Quote the text of each of the following items word for word, leaving out the pictures.

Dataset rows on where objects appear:
....

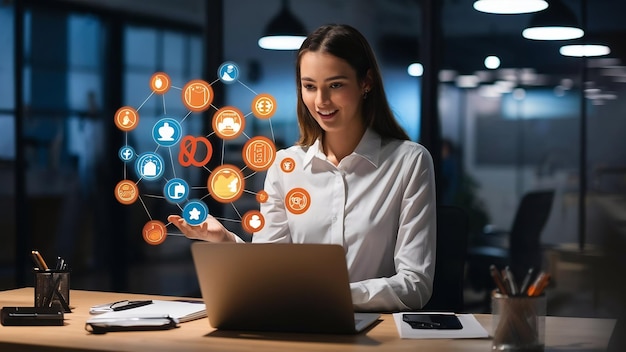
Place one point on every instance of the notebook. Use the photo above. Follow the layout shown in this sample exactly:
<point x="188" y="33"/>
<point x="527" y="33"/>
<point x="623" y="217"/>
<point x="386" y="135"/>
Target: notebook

....

> [Solution for this problem]:
Place one point on every instance of the notebook. Use the photo above. Follow the layout shown in this sample exactly:
<point x="188" y="33"/>
<point x="527" y="33"/>
<point x="623" y="217"/>
<point x="386" y="135"/>
Target: notebook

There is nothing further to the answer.